(TRECHO FORNECIDO)

◇ ◇ ◇ ◇ ◇ ◇ ◇

Para responder ao titulo do teu post: muito mais importante do que desnaturalizar o pensamento neo-liberal (que é bastante claro, aliás), muito mais importante parece-me é, à esquerda, desnaturalizar o modelo conservador/continental, origem de enormes perversidades e de reprodução dos problemas. Há vários países que integram no sistema capitalista globalizado (aliás, ainda mais do que a França, proteccionista em tantos aspectos...) e que não têm estes problemas que geram estas críticas.

abraço
Hugo

Renato Carmo disse...

Caro Hugo, mais uma vez discordamos. Aliás, já estava à espera de um dos teus sempre bem-vindos lençóis :)
Este post tem um âmbito mais abrangente, o seu objectivo é o de questionar algumas dicotomias que se vão naturalizando até no pensamento de certa esquerda, como é exemplo o teu comentário.

◇ ◇ ◇ ◇ ◇ ◇ ◇

(LISTAGEM)
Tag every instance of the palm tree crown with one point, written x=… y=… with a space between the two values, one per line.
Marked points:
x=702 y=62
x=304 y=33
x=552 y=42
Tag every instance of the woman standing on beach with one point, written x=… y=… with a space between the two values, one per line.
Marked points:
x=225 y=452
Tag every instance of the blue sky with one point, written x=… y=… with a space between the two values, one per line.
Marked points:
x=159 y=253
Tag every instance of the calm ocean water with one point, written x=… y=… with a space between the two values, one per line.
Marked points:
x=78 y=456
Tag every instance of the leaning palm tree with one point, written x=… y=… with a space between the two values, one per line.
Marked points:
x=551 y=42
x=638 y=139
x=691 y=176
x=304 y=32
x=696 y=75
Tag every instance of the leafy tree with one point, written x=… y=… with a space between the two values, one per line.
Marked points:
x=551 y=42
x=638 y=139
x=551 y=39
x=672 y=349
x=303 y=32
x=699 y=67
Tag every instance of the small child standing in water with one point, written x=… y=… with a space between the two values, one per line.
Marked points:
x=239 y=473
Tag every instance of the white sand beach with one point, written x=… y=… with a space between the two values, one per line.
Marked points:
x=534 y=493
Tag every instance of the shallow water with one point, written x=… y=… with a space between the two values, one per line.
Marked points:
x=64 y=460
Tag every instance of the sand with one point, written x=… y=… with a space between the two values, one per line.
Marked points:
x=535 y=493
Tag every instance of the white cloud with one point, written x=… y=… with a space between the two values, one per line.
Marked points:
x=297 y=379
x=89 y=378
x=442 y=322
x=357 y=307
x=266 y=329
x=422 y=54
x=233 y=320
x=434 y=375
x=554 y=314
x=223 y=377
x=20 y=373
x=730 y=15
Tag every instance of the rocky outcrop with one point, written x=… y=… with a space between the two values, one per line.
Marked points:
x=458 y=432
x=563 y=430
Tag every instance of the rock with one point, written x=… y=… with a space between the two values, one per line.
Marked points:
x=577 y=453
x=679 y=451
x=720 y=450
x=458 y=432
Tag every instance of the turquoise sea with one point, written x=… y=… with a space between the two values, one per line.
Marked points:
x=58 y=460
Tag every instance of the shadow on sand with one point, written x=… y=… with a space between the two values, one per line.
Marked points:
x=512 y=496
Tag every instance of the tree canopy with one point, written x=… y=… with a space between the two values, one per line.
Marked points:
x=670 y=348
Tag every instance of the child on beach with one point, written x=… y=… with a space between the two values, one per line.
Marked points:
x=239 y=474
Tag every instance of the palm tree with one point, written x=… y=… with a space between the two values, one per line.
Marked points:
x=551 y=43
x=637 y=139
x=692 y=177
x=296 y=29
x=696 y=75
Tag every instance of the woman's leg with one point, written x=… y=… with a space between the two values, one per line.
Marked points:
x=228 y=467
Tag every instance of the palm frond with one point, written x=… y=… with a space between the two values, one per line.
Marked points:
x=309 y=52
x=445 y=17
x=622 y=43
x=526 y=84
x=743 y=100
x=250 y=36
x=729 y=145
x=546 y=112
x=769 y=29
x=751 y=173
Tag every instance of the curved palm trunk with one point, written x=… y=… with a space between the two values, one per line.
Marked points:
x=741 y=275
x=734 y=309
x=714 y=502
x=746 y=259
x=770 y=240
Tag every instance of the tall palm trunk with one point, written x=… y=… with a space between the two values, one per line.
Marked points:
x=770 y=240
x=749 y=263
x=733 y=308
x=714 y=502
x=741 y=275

◇ ◇ ◇ ◇ ◇ ◇ ◇

(LISTA DE TAREFAS)
a: Liste todas as expressões do trecho fornecido em que aparece o possessivo "teu" ou "teus", junto com o substantivo a que ele se liga.
b: Continue o trecho sobre o debate entre Hugo e Renato Carmo acerca do pensamento neoliberal e da esquerda, a partir da última frase mostrada.

(RESPOSTAS)
a:
- teu post
- teus sempre bem-vindos lençóis
- teu comentário

b:
Como refiro no post, não questiono a pertinência em flexiblizar a contratação laboral. O que eu questiono é se essa flexibilização reflectirá decisivamente na redução da exclusão social, como nos faz querer o discurso político dominante. E quando falo em exclusão refiro-me a grupos que não conseguem ingressar no sistema formal de emprego (as subclasses, se quiseres). Por isso, o teu exemplo do empresário é perfeitamente inadequado. Aliás, deverias reflectir melhor no modo como apresentas o teu raciocínio: tudo parece ser simples, linear e inevitável. Este post põe dúvidas e tenta apontar para alvos comuns à esquerda. Tu, em contrapartida, vens com certezas e desvalorizas esses alvos.
Quando referes:
"Para responder ao titulo do teu post: muito mais importante do que desnaturalizar o pensamento neo-liberal (que é bastante claro, aliás), muito mais importante parece-me é, à esquerda, desnaturalizar o modelo conservador/continental".
Não são discursos alternativos, pelo contrário são complementares. Agora o que eu te pergunto é: será que para ti desnaturalizar esse modelo conservador (de esquerda) que falas, passa por permitir e veicular a naturalização (e institucionalização) de um certo pensamento neoliberal?

Um abraço

Zèd disse...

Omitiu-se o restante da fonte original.